--- begin Material provided ---
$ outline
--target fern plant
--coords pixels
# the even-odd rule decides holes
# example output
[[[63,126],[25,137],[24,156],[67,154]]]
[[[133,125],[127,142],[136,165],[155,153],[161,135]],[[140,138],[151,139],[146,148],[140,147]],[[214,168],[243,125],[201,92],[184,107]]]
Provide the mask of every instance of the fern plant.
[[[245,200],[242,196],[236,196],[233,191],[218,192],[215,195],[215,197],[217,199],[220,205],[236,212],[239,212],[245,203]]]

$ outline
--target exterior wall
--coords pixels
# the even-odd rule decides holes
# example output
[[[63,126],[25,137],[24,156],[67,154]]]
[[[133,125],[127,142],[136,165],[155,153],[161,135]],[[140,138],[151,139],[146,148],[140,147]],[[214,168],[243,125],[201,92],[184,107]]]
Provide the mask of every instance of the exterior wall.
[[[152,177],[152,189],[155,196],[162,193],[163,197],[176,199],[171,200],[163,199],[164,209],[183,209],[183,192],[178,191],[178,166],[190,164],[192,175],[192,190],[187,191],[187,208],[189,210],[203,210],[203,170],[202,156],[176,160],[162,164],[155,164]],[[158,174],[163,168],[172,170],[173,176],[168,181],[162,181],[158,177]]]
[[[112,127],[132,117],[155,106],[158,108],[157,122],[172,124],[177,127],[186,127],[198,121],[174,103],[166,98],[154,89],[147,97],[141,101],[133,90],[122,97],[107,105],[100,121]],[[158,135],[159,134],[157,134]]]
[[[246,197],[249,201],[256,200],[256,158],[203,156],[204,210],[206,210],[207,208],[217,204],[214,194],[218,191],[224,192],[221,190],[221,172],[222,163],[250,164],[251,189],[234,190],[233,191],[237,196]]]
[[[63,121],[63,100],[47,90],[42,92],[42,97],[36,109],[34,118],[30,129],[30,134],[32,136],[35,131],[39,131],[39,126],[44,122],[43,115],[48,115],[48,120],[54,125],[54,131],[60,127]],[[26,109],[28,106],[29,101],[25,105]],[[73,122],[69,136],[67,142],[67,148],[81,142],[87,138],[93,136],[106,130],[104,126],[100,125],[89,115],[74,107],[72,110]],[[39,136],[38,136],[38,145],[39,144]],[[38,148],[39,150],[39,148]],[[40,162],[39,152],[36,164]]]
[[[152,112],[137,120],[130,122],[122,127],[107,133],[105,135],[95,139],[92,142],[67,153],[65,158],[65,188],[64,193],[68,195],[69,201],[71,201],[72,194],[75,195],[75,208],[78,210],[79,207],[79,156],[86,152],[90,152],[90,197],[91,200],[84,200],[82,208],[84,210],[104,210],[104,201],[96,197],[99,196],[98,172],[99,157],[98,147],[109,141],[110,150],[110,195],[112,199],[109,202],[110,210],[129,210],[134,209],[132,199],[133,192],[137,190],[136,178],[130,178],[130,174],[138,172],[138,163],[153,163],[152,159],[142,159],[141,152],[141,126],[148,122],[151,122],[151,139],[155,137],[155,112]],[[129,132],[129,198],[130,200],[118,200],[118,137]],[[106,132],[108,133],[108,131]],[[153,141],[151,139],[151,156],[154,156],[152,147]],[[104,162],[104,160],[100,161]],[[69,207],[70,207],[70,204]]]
--- end Material provided ---
Request:
Reproduce each entry above exactly, keeping every word.

Completed exercise:
$ outline
--target fern plant
--coords pixels
# the even-odd rule decides holes
# example output
[[[63,126],[25,137],[24,156],[67,154]]]
[[[133,125],[127,142],[136,165],[155,153],[161,135]],[[140,138],[151,139],[146,148],[140,147]],[[214,168],[243,125],[201,92],[184,107]]]
Provide the mask of every instance of the fern plant.
[[[245,200],[242,196],[236,196],[233,191],[218,192],[215,195],[215,197],[217,199],[220,205],[236,212],[239,212],[245,203]]]

$ outline
--target exterior wall
--coords pixels
# the even-odd rule decides holes
# example output
[[[63,126],[25,137],[24,156],[67,154]]]
[[[133,125],[127,142],[136,165],[155,153],[161,135]],[[140,138],[151,139],[146,148],[140,147]],[[214,168],[243,125],[201,92],[184,107]]]
Provide the mask of every instance of the exterior wall.
[[[152,177],[152,189],[155,196],[162,193],[163,197],[176,199],[171,200],[163,199],[164,209],[183,209],[183,192],[178,191],[178,166],[190,164],[192,175],[192,190],[187,191],[187,208],[189,210],[203,210],[203,170],[202,156],[176,160],[162,164],[155,164]],[[158,174],[163,168],[172,170],[173,176],[168,181],[162,181],[158,177]]]
[[[112,127],[132,117],[155,106],[158,108],[157,122],[172,124],[177,127],[186,127],[198,121],[174,103],[166,98],[154,89],[147,97],[141,101],[133,90],[122,97],[107,105],[100,121]],[[158,135],[159,134],[157,134]]]
[[[246,197],[249,201],[256,200],[256,158],[203,156],[204,210],[206,210],[207,208],[217,204],[214,194],[218,191],[224,192],[221,190],[221,172],[222,163],[250,164],[251,189],[234,190],[233,191],[237,196]]]
[[[63,121],[63,100],[47,90],[42,92],[42,97],[36,109],[34,118],[30,129],[30,134],[32,136],[35,131],[39,131],[39,126],[44,122],[43,115],[48,115],[48,120],[54,125],[54,131],[60,127]],[[26,109],[28,106],[29,101],[25,105]],[[73,122],[69,136],[67,142],[67,148],[81,142],[87,138],[93,136],[106,130],[104,126],[100,125],[89,115],[74,107],[72,110]],[[39,136],[38,136],[38,145],[39,144]],[[38,148],[39,150],[39,148]],[[40,162],[39,152],[36,164]]]
[[[152,112],[137,120],[130,122],[122,127],[107,133],[105,135],[95,139],[92,142],[67,153],[65,158],[65,188],[64,193],[68,195],[69,201],[71,201],[72,194],[75,195],[75,208],[78,210],[79,207],[79,156],[86,152],[90,152],[90,197],[91,200],[84,200],[82,208],[84,210],[104,210],[104,201],[96,197],[99,196],[98,172],[99,157],[98,147],[109,141],[110,150],[110,195],[112,199],[109,202],[110,210],[129,210],[134,209],[132,199],[133,192],[137,190],[136,178],[130,178],[130,174],[138,172],[138,163],[153,163],[152,159],[142,159],[141,152],[141,126],[148,122],[151,122],[151,139],[155,137],[155,112]],[[129,132],[129,198],[130,200],[118,200],[118,137]],[[106,132],[108,133],[108,131]],[[153,141],[151,139],[151,156],[154,156],[152,147]],[[104,162],[104,160],[100,161]],[[69,207],[70,207],[70,204]]]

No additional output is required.